■ INSTRUCTIONS FOR THE TASK ■
Of the entries below, return exactly those lines that fall between the one containing "Target: city of london logo on vest" and the one containing "Task: place a pin on each instance of the entrance", the two end lines included.

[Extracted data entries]
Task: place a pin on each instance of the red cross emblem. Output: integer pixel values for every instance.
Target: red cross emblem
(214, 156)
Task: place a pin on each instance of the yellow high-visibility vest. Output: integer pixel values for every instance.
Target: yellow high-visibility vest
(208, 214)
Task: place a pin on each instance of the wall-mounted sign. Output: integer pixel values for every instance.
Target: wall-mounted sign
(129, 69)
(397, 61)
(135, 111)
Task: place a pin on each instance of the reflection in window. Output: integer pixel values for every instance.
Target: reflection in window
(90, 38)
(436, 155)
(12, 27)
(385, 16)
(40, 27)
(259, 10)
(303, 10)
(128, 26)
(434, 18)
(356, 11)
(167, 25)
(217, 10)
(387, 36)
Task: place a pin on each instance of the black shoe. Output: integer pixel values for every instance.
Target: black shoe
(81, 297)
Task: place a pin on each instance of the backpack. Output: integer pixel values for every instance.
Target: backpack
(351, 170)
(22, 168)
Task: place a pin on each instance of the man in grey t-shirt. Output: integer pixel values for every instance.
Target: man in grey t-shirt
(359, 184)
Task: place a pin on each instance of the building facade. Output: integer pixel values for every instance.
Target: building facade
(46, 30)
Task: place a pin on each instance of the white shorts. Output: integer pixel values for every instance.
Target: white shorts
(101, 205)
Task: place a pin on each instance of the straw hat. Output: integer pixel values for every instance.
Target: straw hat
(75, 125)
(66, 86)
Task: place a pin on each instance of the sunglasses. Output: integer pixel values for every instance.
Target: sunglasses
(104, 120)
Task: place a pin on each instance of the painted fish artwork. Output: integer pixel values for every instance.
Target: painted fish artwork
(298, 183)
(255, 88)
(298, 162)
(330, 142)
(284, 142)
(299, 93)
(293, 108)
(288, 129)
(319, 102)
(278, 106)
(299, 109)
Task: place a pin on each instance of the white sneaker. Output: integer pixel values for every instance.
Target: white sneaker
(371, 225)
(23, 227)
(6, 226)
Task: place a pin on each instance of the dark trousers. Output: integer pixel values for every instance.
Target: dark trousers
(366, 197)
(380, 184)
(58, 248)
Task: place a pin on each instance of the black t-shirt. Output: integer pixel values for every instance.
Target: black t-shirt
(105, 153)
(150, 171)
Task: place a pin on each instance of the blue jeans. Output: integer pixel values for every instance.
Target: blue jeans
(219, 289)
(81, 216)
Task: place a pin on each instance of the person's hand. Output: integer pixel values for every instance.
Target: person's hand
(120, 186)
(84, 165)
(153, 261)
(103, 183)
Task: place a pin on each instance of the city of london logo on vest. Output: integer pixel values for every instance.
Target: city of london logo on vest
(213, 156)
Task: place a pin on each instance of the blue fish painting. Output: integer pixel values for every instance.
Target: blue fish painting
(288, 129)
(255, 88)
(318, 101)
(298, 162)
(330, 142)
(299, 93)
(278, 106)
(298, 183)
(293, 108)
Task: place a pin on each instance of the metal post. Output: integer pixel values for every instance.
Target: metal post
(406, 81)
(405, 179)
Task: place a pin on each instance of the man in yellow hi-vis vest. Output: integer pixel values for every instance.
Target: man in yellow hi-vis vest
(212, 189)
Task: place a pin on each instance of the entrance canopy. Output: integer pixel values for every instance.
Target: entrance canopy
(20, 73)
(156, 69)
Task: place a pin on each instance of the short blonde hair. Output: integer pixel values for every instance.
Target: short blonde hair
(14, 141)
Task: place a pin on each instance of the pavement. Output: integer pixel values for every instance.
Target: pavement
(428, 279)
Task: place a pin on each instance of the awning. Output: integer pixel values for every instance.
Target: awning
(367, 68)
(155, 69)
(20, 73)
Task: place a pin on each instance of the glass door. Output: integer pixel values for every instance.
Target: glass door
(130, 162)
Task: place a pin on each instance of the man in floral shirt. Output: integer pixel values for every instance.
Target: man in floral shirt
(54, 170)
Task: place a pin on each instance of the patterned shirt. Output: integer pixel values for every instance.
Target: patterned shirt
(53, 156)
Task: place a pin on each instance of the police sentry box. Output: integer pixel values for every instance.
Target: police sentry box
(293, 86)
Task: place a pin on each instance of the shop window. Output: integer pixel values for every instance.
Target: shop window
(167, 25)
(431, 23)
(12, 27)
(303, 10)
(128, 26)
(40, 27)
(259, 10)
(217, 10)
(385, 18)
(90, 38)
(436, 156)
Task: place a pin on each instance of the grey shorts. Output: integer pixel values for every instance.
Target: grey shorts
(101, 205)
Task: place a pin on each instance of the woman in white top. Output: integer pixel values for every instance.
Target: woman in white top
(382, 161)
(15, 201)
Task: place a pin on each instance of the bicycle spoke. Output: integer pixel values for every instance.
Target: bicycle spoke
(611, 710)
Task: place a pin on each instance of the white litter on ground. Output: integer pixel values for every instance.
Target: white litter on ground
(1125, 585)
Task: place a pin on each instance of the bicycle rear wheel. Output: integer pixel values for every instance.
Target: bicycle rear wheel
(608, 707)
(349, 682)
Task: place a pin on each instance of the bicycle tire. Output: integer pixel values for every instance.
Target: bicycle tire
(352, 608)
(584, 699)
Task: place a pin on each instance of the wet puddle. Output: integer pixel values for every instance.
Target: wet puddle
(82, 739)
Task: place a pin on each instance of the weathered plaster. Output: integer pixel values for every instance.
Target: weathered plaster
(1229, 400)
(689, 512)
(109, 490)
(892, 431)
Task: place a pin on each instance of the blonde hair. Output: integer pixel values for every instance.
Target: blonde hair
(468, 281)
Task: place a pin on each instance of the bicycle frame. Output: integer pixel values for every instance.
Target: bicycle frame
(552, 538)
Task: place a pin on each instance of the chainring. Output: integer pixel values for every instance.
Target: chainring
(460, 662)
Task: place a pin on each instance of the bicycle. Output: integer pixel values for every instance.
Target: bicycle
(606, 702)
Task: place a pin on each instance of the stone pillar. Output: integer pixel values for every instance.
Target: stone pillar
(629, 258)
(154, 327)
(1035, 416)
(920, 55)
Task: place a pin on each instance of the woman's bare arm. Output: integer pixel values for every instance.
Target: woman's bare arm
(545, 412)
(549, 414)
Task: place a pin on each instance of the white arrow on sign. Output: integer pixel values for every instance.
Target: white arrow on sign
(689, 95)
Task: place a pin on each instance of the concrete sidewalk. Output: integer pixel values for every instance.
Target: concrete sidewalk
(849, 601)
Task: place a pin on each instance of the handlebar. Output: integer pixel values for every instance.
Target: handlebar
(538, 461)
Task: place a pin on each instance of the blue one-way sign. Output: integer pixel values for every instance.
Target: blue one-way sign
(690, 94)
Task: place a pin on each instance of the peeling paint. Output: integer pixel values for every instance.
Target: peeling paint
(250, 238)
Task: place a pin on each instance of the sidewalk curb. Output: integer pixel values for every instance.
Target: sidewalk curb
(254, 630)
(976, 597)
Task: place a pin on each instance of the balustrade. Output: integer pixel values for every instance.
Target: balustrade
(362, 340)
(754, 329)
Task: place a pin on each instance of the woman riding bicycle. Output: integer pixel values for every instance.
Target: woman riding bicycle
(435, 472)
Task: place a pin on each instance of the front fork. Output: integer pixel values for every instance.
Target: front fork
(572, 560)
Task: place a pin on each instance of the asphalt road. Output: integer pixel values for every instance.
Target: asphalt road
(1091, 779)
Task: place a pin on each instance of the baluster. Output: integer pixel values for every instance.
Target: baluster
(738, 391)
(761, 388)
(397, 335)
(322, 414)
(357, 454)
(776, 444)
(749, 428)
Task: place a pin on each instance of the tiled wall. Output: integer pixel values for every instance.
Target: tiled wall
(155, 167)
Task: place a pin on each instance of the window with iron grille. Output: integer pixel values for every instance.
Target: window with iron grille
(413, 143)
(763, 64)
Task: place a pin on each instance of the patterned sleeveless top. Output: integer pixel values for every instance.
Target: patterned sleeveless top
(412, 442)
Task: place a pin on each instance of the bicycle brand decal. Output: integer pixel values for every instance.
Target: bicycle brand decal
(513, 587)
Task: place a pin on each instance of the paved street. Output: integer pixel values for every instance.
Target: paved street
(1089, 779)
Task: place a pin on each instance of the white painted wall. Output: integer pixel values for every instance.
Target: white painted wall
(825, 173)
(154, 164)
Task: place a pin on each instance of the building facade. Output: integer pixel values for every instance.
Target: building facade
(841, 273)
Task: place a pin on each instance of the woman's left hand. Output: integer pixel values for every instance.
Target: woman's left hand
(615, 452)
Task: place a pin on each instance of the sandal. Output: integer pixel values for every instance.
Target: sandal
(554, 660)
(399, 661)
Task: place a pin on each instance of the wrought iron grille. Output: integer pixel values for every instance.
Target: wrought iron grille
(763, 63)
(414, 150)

■ ANSWER SECTION ■
Target: city of london logo on vest
(213, 156)
Task: place a pin on each instance of the blue fish painting. Output: integer pixel values for every instance.
Target: blue fish painting
(288, 129)
(255, 88)
(318, 101)
(298, 162)
(330, 142)
(299, 93)
(278, 106)
(298, 183)
(293, 108)
Task: place a pin on each instance of the metal post. Output: integer pixel values for every instance.
Target: metal post
(406, 81)
(405, 179)
Task: place a pin on each instance of the man in yellow hi-vis vest. Output: integer pixel values for every instance.
Target: man in yellow hi-vis vest
(212, 189)
Task: place a pin on each instance of the entrance canopy. Output: integer pixel values for every instance.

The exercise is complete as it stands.